A novela sobre a aprovação ou chumbo do OE foi encarada como uma disputa entre governo e oposição. Mas a verdade não era essa. Nunca foi. O verdadeiro embate, o que interessa para o futuro, foi travado entre o PS e o Chega. Qual deles ia permitir que o OE passasse? Qual deles o iria chumbar? Qual deles se poderia assumir como principal partido da oposição?

Foi um confronto difícil para ambos, por sinal um pouco mais fácil para o Chega pois, ao contrário do PS, a mera abstenção do partido de André Ventura não permitia a passagem do orçamento. O sacrifício (e o custo político) era menor para o PS e daí a cedência socialista depois da malograda tentativa de empurrar o Chega para o voto a favor (e que não aconteceu porque Montenegro fez os possíveis para o evitar).

==================================================

## Enunciado da tarefa 1
Identifique e copie todas as linhas dos registos que contêm a palavra "cumulus", tendo em conta a distinção entre maiúsculas e minúsculas.

Parte de um ficheiro de dados:

==================================================

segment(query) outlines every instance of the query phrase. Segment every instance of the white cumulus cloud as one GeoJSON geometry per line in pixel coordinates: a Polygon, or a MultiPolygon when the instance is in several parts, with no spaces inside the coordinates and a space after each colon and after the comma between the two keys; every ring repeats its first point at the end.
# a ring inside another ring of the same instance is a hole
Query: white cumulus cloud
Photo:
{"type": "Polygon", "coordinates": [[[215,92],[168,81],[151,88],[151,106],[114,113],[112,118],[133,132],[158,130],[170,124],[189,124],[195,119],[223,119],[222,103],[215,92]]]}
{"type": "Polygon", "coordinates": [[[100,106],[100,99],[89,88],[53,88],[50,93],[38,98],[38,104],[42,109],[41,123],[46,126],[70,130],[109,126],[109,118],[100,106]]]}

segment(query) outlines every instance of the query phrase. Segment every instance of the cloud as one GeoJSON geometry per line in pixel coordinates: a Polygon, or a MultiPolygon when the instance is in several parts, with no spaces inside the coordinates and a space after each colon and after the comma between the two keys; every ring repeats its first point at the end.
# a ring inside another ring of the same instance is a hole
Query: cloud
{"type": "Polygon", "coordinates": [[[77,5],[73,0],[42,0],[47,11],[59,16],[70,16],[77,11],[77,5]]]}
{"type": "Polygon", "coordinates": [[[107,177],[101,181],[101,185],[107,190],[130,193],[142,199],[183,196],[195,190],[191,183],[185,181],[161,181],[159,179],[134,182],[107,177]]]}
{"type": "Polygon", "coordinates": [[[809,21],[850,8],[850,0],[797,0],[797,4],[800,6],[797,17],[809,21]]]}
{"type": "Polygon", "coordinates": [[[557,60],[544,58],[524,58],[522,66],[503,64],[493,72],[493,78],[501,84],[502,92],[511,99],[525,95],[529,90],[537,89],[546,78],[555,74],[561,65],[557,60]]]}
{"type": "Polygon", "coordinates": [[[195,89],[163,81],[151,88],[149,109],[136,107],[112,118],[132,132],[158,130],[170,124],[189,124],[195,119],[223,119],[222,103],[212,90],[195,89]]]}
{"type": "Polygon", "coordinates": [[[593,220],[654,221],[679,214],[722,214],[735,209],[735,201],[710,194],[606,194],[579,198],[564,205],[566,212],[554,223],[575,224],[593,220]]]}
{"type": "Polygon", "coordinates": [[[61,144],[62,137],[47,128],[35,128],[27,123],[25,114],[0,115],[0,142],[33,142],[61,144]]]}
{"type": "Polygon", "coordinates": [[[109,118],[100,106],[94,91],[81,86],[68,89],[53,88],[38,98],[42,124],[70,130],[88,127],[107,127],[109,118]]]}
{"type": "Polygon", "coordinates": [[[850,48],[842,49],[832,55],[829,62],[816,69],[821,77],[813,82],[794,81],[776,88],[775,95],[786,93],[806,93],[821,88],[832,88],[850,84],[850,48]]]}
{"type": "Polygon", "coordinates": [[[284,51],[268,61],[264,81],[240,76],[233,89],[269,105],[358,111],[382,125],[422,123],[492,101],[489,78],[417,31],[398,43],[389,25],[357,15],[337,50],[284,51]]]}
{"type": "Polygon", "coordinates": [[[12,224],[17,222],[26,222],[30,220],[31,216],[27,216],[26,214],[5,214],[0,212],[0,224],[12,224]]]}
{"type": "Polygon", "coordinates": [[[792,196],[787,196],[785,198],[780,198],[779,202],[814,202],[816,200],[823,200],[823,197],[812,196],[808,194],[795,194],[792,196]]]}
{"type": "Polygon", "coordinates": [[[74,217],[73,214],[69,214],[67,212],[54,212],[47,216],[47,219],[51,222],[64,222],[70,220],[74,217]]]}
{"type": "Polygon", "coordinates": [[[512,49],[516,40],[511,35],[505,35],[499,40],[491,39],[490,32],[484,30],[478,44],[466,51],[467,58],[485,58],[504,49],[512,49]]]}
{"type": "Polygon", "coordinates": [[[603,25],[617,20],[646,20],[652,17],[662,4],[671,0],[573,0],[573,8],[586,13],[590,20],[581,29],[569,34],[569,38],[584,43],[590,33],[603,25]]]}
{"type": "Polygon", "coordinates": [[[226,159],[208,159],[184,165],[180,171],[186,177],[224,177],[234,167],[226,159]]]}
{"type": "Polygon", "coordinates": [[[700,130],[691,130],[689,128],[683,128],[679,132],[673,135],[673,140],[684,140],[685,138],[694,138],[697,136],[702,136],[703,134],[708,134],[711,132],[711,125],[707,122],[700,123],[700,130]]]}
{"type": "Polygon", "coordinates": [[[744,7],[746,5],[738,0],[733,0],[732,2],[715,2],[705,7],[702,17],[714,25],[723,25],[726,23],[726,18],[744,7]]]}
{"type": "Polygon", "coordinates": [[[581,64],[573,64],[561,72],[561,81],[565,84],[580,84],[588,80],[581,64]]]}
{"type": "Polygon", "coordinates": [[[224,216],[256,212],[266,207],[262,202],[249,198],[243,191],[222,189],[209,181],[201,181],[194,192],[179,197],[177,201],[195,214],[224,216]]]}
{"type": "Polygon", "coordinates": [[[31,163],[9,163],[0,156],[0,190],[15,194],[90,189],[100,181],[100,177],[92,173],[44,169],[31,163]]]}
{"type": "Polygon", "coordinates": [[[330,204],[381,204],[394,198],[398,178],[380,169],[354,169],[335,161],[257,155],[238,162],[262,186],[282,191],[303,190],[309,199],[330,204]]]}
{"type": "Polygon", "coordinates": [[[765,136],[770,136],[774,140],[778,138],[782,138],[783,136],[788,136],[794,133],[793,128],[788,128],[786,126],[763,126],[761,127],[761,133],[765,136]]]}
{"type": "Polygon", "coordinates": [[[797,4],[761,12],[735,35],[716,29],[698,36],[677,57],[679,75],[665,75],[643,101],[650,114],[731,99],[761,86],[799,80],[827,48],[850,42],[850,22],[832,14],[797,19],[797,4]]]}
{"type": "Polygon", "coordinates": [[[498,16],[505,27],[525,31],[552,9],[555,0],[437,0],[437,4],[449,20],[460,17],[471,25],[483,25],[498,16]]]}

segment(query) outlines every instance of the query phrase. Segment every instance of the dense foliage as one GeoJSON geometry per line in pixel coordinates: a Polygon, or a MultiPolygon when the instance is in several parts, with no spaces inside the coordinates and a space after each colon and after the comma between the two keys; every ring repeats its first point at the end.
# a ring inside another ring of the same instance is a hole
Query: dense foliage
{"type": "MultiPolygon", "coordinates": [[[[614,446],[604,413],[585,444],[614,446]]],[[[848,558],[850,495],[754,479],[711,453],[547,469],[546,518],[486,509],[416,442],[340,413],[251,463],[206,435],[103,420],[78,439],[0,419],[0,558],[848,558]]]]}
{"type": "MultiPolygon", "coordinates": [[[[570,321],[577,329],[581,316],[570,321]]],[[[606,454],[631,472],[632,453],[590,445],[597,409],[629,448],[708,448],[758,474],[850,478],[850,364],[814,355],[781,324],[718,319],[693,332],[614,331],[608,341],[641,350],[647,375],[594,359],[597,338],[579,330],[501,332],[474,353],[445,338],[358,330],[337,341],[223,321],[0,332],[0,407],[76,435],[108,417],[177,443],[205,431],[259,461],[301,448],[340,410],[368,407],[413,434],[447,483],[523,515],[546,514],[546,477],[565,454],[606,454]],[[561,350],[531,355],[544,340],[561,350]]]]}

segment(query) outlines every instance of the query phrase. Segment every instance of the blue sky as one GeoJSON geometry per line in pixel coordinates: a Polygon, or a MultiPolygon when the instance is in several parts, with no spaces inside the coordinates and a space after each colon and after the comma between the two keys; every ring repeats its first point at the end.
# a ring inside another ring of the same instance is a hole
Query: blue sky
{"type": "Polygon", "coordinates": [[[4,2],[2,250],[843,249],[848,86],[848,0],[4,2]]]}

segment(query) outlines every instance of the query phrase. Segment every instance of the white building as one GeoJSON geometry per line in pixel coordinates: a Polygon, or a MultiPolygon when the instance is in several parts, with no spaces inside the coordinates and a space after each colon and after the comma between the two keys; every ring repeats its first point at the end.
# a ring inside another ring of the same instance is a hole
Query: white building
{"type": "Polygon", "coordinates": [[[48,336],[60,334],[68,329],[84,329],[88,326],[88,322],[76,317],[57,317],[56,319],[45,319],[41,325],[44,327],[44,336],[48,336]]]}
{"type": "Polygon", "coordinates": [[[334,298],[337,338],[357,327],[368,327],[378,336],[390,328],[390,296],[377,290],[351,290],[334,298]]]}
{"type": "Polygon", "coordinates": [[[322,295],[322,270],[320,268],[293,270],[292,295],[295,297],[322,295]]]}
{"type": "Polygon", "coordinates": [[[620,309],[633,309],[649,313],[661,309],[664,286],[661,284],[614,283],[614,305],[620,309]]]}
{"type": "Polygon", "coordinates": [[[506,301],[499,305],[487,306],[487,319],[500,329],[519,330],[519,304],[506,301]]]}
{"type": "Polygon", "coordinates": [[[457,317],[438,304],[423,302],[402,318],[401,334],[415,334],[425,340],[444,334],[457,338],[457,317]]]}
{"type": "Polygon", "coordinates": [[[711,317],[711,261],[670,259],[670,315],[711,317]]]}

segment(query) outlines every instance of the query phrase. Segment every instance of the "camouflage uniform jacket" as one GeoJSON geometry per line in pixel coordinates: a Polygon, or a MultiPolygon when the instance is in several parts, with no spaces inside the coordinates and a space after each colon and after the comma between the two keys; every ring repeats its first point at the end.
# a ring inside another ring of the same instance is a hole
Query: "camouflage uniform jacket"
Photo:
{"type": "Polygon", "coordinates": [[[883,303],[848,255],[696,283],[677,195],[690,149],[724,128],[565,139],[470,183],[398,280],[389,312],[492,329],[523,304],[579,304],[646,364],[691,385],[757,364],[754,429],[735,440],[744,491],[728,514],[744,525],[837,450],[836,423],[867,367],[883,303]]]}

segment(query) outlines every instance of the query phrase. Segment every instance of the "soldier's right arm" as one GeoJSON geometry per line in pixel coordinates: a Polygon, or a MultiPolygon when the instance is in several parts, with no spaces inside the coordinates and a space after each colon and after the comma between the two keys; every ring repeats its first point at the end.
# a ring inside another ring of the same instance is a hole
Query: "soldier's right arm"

==================================================

## Enunciado da tarefa 2
Segundo o texto sobre o orçamento, entre que partidos foi travado o verdadeiro embate?

## Resolução 1
segment(query) outlines every instance of the query phrase. Segment every instance of the white cumulus cloud as one GeoJSON geometry per line in pixel coordinates: a Polygon, or a MultiPolygon when the instance is in several parts, with no spaces inside the coordinates and a space after each colon and after the comma between the two keys; every ring repeats its first point at the end.
Query: white cumulus cloud

## Resolução 2
Entre o PS e o Chega.